● PROBLEM DESCRIPTION
Reproduce the data from its beginning through the line containing "384;90;640;290", inclusive, with "endpoint" renamed to "service" and nothing else altered. Leave the pictures out.

● DATA FOR PROCESSING
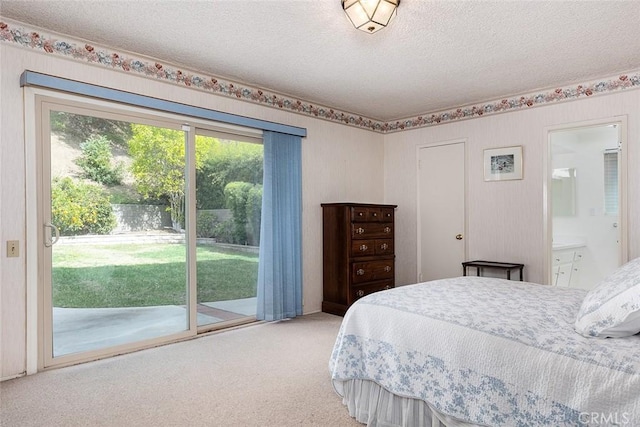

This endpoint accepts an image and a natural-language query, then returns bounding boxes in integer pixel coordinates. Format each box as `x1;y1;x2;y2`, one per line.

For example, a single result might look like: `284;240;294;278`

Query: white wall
0;43;384;378
384;90;640;290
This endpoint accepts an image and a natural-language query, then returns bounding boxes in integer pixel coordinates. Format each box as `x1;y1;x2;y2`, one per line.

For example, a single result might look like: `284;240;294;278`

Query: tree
76;135;124;186
51;111;131;147
196;140;263;209
129;124;215;230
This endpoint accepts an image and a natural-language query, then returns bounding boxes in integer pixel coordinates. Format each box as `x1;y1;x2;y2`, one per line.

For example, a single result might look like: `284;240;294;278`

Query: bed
329;260;640;427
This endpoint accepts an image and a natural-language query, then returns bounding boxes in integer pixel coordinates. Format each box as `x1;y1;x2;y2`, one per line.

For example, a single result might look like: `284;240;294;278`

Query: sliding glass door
36;96;263;368
41;102;189;366
195;129;263;328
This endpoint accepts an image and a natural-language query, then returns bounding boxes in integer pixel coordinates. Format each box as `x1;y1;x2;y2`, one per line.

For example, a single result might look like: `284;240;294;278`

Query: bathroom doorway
547;118;627;289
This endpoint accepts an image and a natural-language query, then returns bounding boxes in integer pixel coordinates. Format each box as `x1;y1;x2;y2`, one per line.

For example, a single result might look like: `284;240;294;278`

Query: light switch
7;240;20;258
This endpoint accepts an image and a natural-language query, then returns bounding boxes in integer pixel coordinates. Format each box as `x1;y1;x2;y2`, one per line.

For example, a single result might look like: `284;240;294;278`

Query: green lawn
53;244;258;307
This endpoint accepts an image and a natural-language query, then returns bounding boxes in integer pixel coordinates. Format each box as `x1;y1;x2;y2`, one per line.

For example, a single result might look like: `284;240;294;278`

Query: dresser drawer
351;258;394;283
351;206;393;222
351;239;393;257
351;222;393;239
349;280;393;303
375;239;393;255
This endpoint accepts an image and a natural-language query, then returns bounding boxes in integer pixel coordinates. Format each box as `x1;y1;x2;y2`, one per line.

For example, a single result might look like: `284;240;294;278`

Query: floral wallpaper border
0;21;640;133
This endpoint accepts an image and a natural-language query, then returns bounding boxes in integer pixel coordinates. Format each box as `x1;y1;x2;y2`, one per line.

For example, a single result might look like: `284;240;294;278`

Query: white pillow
575;258;640;338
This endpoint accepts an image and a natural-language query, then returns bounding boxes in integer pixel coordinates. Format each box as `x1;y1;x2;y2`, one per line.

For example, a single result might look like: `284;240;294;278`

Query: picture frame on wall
484;145;522;181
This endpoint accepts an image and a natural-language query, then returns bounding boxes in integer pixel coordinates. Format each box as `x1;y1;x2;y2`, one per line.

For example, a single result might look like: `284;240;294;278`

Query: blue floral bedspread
329;277;640;427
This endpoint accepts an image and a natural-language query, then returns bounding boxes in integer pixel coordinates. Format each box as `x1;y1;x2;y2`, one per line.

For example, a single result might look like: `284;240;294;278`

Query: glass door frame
24;87;262;374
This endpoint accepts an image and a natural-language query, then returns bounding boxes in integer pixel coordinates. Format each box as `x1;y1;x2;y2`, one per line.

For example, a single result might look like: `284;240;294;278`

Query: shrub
196;211;218;237
247;184;262;246
51;177;116;236
224;182;253;245
76;135;124;185
213;219;237;243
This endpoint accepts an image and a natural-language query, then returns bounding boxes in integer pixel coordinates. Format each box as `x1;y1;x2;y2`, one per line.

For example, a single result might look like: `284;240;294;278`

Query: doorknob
44;222;60;248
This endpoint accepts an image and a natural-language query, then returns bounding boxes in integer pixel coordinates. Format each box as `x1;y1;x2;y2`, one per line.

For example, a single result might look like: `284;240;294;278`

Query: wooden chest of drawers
322;203;396;316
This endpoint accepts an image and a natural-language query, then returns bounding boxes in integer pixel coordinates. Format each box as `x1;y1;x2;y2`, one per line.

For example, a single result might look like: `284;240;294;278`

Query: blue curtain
256;131;302;321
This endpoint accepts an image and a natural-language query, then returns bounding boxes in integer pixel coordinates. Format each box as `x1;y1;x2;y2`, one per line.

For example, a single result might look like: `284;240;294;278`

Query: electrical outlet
7;240;20;258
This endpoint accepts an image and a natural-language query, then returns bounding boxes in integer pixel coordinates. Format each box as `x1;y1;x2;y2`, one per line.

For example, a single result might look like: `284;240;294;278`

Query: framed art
484;145;522;181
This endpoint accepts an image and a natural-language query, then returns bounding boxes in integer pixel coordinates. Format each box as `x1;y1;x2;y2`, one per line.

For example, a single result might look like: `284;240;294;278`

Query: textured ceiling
0;0;640;121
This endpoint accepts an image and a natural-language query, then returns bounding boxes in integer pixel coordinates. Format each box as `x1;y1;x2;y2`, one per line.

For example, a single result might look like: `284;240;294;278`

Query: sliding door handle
44;222;60;248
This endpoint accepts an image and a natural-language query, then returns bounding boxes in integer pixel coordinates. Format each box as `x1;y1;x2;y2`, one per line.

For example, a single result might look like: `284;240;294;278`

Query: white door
418;142;465;282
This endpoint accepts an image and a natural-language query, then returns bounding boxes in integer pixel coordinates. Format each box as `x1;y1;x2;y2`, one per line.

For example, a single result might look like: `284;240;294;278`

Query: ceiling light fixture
342;0;400;34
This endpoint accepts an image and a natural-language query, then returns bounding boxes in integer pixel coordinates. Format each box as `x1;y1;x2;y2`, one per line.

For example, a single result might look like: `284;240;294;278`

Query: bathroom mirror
551;168;576;216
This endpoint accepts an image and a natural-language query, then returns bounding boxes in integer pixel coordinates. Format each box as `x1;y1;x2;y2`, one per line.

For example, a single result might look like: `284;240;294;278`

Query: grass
53;243;258;308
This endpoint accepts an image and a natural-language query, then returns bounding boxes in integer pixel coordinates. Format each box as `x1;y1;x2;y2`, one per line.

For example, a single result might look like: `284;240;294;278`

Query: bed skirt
333;379;478;427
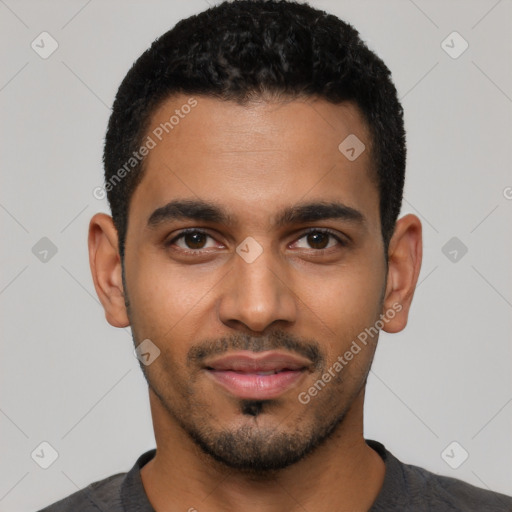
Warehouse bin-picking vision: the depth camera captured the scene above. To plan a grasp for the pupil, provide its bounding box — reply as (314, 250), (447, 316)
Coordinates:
(308, 233), (329, 249)
(185, 233), (205, 249)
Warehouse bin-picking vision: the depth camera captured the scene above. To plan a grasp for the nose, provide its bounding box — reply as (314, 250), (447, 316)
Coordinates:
(218, 242), (297, 332)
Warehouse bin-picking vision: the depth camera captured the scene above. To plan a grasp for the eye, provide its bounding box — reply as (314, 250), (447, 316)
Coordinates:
(294, 228), (346, 251)
(165, 229), (215, 252)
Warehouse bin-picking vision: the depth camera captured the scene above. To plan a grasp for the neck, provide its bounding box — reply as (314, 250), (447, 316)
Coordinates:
(141, 388), (385, 512)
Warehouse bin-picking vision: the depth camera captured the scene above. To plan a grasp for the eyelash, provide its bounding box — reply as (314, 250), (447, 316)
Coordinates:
(165, 228), (347, 255)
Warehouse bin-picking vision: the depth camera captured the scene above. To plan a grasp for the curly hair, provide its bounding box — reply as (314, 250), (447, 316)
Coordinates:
(103, 0), (406, 260)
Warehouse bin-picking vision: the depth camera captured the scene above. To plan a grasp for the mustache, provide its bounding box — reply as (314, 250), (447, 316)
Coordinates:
(187, 330), (325, 368)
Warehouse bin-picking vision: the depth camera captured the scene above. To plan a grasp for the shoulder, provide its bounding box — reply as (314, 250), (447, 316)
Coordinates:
(367, 441), (512, 512)
(403, 464), (512, 512)
(39, 473), (126, 512)
(390, 452), (512, 512)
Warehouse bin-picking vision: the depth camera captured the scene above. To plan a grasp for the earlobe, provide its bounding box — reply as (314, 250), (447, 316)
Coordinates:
(382, 214), (423, 333)
(88, 213), (130, 327)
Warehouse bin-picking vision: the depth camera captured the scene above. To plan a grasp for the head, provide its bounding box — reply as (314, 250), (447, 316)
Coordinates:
(89, 1), (421, 472)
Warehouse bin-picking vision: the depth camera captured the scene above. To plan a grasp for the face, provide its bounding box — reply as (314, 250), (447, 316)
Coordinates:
(93, 96), (416, 473)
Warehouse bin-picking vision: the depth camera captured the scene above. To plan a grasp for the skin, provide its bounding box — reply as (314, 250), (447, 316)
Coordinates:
(89, 96), (422, 512)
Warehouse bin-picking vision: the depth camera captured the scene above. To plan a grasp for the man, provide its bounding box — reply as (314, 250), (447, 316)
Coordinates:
(39, 1), (512, 512)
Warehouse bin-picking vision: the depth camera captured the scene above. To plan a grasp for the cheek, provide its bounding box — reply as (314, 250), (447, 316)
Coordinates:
(127, 252), (218, 338)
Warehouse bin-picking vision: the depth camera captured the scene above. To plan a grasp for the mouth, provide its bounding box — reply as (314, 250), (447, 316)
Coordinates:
(204, 352), (311, 400)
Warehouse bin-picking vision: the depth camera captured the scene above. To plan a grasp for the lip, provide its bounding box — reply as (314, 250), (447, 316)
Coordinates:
(205, 352), (311, 399)
(204, 351), (311, 373)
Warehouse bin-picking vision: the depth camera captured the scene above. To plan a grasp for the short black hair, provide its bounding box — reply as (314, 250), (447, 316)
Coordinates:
(103, 0), (406, 261)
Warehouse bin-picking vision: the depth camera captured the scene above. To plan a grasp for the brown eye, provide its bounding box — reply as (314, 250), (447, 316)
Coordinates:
(182, 231), (208, 249)
(166, 229), (215, 252)
(307, 231), (331, 249)
(295, 229), (346, 251)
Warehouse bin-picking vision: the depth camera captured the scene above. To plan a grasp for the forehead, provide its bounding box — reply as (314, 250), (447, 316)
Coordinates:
(130, 95), (379, 233)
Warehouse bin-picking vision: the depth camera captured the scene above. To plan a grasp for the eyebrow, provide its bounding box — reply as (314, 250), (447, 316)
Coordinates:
(147, 199), (366, 228)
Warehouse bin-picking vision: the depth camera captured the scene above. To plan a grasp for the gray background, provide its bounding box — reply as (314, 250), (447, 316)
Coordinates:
(0, 0), (512, 512)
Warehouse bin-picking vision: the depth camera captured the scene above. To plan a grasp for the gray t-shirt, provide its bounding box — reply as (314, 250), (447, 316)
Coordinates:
(39, 439), (512, 512)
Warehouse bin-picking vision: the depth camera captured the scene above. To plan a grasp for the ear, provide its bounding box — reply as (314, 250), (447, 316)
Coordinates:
(88, 213), (130, 327)
(382, 214), (423, 333)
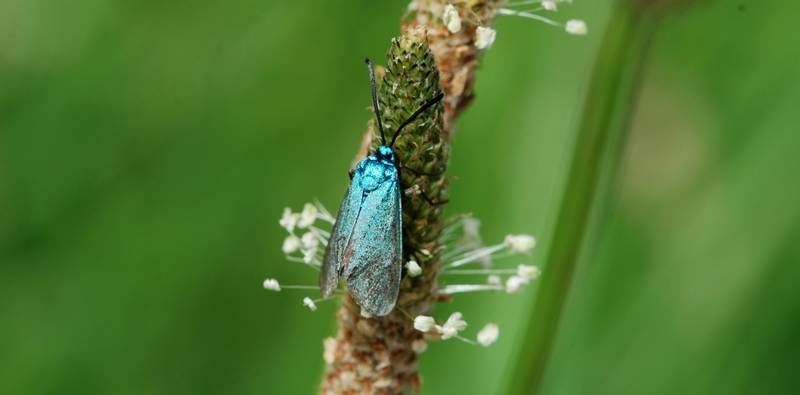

● RESPONSE TO THIS TASK
This service accepts an image and a natural-language query, then returns bounding boxes in integer pixel coordinates. Format each box as `x1;y1;x2;y2`, one per line.

For example, a single result might look like: `284;240;294;278`

Query: white wall
0;43;384;378
384;90;640;290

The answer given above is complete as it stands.